- _Tarefas_:
[a] Segundo a reportagem sobre mineração em terras indígenas de Roraima, em que ano a PEC de Romero Jucá foi apresentada?
[b] Devolva o trecho da reportagem sobre mineração em terras indígenas de Roraima entre "Em nota divulgada" e "vivem as tribos.", inclusive.

- _Trecho da fonte_:
------

Em uma eleição ainda pautada pela demarcação da Raposa Serra do Sol, concluída em 2009, os três principais candidatos ao governo de Roraima apresentam projetos diferentes para o desenvolvimento das terras indígenas, principalmente sobre a possibilidade de mineração nas áreas demarcadas, atualmente proibida pela Constituição Federal.

Enquanto o governador Chico Rodrigues (PSB) e o ex-governador Neudo Campos (PP) defendem a exploração dos recursos minerais com pagamento de royalties para as tribos, a senadora Ângela Portela (PT) diz que vai ouvir a posição dos índios, que há dois meses lançaram campanha contra proposta de emenda constitucional (PEC) do senador Romero Jucá (PMDB-RR) que permite a mineração em terras indígenas.

O tema é um dos mais sensíveis da campanha eleitoral. Os índios representam cerca de 10% dos eleitores do Estado, mas a maioria não vive nas reservas, que ocupam 46% do território. Mas defender as causas indígenas pode retirar apoio dos produtores rurais que vivem em constante disputa, só agravada pela demarcação das terras.

Ex-governador do Estado e ex-presidente da Fundação Nacional do Índio (Funai), Jucá, cujo irmão e filha são proprietários de mineradoras, diz que nada vai ser feito sem o consentimento dos índios e fiscalização da Funai. A PEC foi apresentada em 1995 e aprovada por unanimidade no Senado Federal já no ano seguinte, mas desde então tramita vagarosamente na Câmara dos Deputados, onde enfrenta resistência do governo federal.

Em nota divulgada em maio, o Conselho Indígena de Roraima (CIR) reforçou a oposição à PEC: “Os nossos direitos indígenas e nossa vida não estão à venda, muito menos são objetos de compensação por royalties e objeto de disputa milionária.”

Com base em levantamento do Instituto Socioambiental, o CIR argumenta que os índios poderiam ser expulsos de 15 das 32 terras demarcadas em Roraima se o projeto fosse aprovado. O estudo mostra que há mais de mil pedidos para mineração nas reservas e pelo menos metade dos requerimentos é para explorar quase a totalidade da área onde vivem as tribos.

O governador Chico Rodrigues diz, porém, ver na mineração uma forma de promover o desenvolvimento das comunidades indígenas e reduzir a dependência do Estado de recursos do governo federal. “Somos uma província eminentemente mineral, com riquezas incomensuráveis. Os brasileiros precisam usufruir destas riquezas, desde que de forma extremamente ordenada para não prejudicar o ambiente.”

Para Neudo Campos, a falta de regulação estimula a garimpagem clandestina. A regularização permitiria aumentar o controle sobre a produção e beneficiar os índios. “Um erro em que temos incorrido nesses cinco séculos é viver em cima da riqueza mineral e não saber aproveitar isso. Temos as maiores reservas de nióbio, manganês, plutônio, mas as comunidades indígenas vivem em uma pobreza de dar pena”.

Na opinião do ex-governador, o país deveria se inspirar no modelo australiano. “Lá foi permitida a mineração com controle severo, com nota fiscal de tudo que é produzido, pagamento de impostos e de royalties para os índios.”

------

- _Segmento de dados_:

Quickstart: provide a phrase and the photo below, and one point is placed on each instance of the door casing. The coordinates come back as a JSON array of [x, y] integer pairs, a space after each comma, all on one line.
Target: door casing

------

- _Soluções_:
[a] Em 1995.

[b]
Em nota divulgada em maio, o Conselho Indígena de Roraima (CIR) reforçou a oposição à PEC: “Os nossos direitos indígenas e nossa vida não estão à venda, muito menos são objetos de compensação por royalties e objeto de disputa milionária.”

Com base em levantamento do Instituto Socioambiental, o CIR argumenta que os índios poderiam ser expulsos de 15 das 32 terras demarcadas em Roraima se o projeto fosse aprovado. O estudo mostra que há mais de mil pedidos para mineração nas reservas e pelo menos metade dos requerimentos é para explorar quase a totalidade da área onde vivem as tribos.